EXTRACT TO READ >>
>> Begin
Multimodal embeddings

The Embeddings for Multimodal (multimodalembedding) model generates dimension vectors (128, 256, 512, or 1408 dimensions) based on the input that you provide. This input can include any combination of text, image, or video. The embedding vectors can then be used for other subsequent tasks like image classification or content moderation.

The text, image, and video embedding vectors are in the same semantic space with the same dimensionality. Therefore, these vectors can be used interchangeably for use cases like searching images by text, or searching video by image.

Use cases

Some common use cases for multimodal embeddings are:

  • Image or video classification: Takes an image or video as input and predicts one or more classes (labels).
  • Image search: Search for relevant or similar images.
  • Video content search
    • Using semantic search: Take a text as an input, and return a set of ranked frames matching the query.
    • Using similarity search:
      • Take a video as an input, and return a set of videos matching the query.
      • Take an image as an input, and return a set of videos matching the query.
  • Recommendations: Generate product or advertisement recommendations based on images or videos (similarity search).

To explore this model in the console, see the Embeddings for Multimodal model card in the Model Garden.

Go to the Model Garden

HTTP request

POST https://us-central1-aiplatform.googleapis.com/v1/projects/${PROJECT}/locations/us-central1/publishers/google/models/multimodalembedding:predict

Request body

{
  "instances": [
    {
      "text": string,
      "image": {
        // Union field can be only one of the following:
        "bytesBase64Encoded": string,
        "gcsUri": string,
        // End of list of possible types for union field.
        "mimeType": string
      },
      "video": {
        // Union field can be only one of the following:
        "bytesBase64Encoded": string,
        "gcsUri": string,
        // End of list of possible types for union field.
        "videoSegmentConfig": {
          "startOffsetSec": integer,
          "endOffsetSec": integer,
          "intervalSec": integer
        }
      },
      "parameters": {
        "dimension": integer
      }
    }
  ]
}

Use the following parameters for the multimodal generation model multimodal embeddings. For more information, see Get multimodal embeddings.

Parameter Description Acceptable values
instances An array that contains the object with data (text, image, and video) to get information about. array (1 object allowed)
text The input text you want to create an embedding for. String (32 tokens max)
image.bytesBase64Encoded The image to get embeddings for. If you specify image.bytesBase64Encoded you can't set image.gcsUri. Base64-encoded image string (BMP, GIF, JPG, or PNG file, 20 MB max)
image.gcsUri The Cloud Storage URI of the image to get embeddings for. If you specify image.gcsUri you can't set image.bytesBase64Encoded. string URI of the image file in Cloud Storage (BMP, GIF, JPG, or PNG file, 20 MB max)
>> End
THE DATA >>
>> Begin
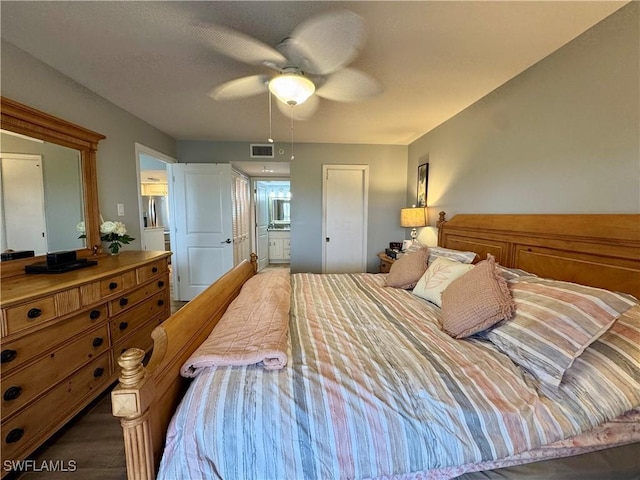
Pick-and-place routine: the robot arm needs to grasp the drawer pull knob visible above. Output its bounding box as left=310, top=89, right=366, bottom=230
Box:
left=3, top=387, right=22, bottom=402
left=5, top=428, right=24, bottom=443
left=0, top=349, right=18, bottom=363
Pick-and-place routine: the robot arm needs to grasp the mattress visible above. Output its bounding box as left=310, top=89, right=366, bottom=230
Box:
left=158, top=274, right=640, bottom=479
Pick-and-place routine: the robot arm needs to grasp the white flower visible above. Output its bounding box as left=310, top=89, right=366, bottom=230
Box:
left=100, top=220, right=116, bottom=235
left=113, top=222, right=127, bottom=235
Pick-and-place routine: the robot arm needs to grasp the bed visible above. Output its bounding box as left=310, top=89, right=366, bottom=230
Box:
left=112, top=215, right=640, bottom=478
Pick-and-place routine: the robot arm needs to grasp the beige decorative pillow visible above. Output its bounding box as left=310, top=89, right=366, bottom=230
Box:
left=442, top=254, right=515, bottom=338
left=413, top=257, right=474, bottom=306
left=386, top=247, right=429, bottom=289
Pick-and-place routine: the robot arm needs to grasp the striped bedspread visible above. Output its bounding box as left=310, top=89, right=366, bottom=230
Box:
left=159, top=274, right=640, bottom=480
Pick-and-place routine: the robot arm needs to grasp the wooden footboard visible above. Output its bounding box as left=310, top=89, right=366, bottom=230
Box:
left=111, top=255, right=256, bottom=480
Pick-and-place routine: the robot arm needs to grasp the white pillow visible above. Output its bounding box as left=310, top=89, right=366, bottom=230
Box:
left=429, top=247, right=477, bottom=265
left=413, top=257, right=474, bottom=307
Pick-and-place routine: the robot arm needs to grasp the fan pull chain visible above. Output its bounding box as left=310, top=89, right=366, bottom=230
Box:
left=291, top=105, right=296, bottom=160
left=267, top=90, right=273, bottom=143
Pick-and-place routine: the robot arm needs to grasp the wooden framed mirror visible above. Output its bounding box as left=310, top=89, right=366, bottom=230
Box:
left=0, top=97, right=106, bottom=276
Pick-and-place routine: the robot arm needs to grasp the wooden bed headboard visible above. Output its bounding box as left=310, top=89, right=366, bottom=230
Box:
left=438, top=214, right=640, bottom=298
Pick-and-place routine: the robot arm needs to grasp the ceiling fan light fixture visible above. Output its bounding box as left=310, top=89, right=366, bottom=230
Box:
left=269, top=73, right=316, bottom=106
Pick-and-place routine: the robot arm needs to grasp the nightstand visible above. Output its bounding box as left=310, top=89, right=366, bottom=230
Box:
left=378, top=252, right=396, bottom=273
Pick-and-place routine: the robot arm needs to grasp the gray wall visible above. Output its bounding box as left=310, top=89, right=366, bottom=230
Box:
left=407, top=2, right=640, bottom=220
left=178, top=141, right=404, bottom=273
left=0, top=41, right=176, bottom=250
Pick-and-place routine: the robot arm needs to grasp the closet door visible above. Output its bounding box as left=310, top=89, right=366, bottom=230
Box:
left=167, top=163, right=233, bottom=301
left=322, top=165, right=369, bottom=273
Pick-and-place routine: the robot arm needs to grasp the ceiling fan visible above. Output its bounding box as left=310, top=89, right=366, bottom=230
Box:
left=200, top=10, right=381, bottom=120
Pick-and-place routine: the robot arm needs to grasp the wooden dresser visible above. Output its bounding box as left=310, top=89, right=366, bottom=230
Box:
left=0, top=251, right=171, bottom=475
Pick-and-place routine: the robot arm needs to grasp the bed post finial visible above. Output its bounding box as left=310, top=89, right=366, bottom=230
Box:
left=111, top=348, right=155, bottom=480
left=118, top=348, right=145, bottom=388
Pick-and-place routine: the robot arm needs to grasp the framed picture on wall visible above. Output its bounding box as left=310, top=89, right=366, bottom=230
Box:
left=416, top=163, right=429, bottom=207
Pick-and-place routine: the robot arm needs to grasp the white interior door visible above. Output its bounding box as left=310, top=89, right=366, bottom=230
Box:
left=255, top=182, right=269, bottom=270
left=0, top=153, right=48, bottom=255
left=322, top=165, right=369, bottom=273
left=168, top=163, right=233, bottom=301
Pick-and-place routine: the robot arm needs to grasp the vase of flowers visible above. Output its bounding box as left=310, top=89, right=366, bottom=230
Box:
left=76, top=220, right=135, bottom=255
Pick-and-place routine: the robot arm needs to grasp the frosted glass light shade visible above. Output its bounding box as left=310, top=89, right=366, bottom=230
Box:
left=269, top=73, right=316, bottom=106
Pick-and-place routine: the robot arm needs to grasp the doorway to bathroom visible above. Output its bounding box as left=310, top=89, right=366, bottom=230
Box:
left=254, top=180, right=291, bottom=270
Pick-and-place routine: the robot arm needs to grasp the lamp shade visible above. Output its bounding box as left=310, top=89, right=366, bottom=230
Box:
left=269, top=73, right=316, bottom=105
left=400, top=207, right=427, bottom=228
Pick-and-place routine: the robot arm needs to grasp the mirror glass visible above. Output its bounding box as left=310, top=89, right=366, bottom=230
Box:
left=269, top=198, right=291, bottom=226
left=0, top=127, right=86, bottom=255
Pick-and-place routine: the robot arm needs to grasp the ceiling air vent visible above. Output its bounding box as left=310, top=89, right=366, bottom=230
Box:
>> End
CHALLENGES >>
A – Count the lines in the records above that contain the string "framed", and give only that number.
B – Please go on with the page on multimodal embeddings, starting right after its last line.

OUTPUTS >>
A – 2

B –
image.mimeType Optional. The MIME type of the image you specify. string (image/bmp, image/gif, image/jpeg, or image/png)
video.bytesBase64Encoded The video to get embeddings for. If you specify video.bytesBase64Encoded you can't set video.gcsUri. Base64-encoded video string (AVI, FLV, MKV, MOV, MP4, MPEG, MPG, WEBM, or WMV file)
video.gcsUri The Cloud Storage URI of the video to get embeddings for. If you specify video.gcsUri you can't set video.bytesBase64Encoded. string URI of the video file in Cloud Storage (AVI, FLV, MKV, MOV, MP4, MPEG, MPG, WEBM, or WMV file)
videoSegmentConfig.startOffsetSec Optional. The time (in seconds) where the model begins embedding detection. Default: 0 integer
videoSegmentConfig.endOffsetSec Optional. The time (in seconds) where the model ends embedding detection. Default: 120 integer
videoSegmentConfig.intervalSec Optional. The time (in seconds) of video data segments that embeddings are generated for. This value corresponds to the video embedding mode (Essential, Standard, or Plus), which affects feature pricing.

Essential mode (intervalSec >= 15): Fewest segments of video that embeddings are generated for. The lowest cost option.
Standard tier (8 <= intervalSec < 15): More segments of video that embeddings are generated for than Essential mode, but fewer than Plus mode. Intermediate cost option.
Plus mode (4 <= intervalSec < 8): Most segments of video that embeddings are generated for. The highest cost option.

Default: 16 (Essential mode)
integer (minimum value: 4)
parameters.dimension Optional. The vector dimension to generate embeddings for (text or image only). If not set, the default value of 1408 is used. integer (128, 256, 512 or 1408 [default])

Sample request

REST

The following example uses image, text, and video data. You can use any combination of these data types in your request body.

Additionally, this sample uses a video located in Cloud Storage. You can also use the video.bytesBase64Encoded field to provide a base64-encoded string representation of the video.

Before using any of the request data, make the following replacements:

  • LOCATION: Your project's region. For example, us-central1, europe-west2, or asia-northeast3. For a list of available regions, see Generative AI on Vertex AI locations.
  • PROJECT_ID: Your Google Cloud project ID.
  • TEXT: The target text to get embeddings for. For example, a cat.
  • IMAGE_URI: The Cloud Storage URI of the target video to get embeddings for. For example, gs://my-bucket/embeddings/supermarket-img.png.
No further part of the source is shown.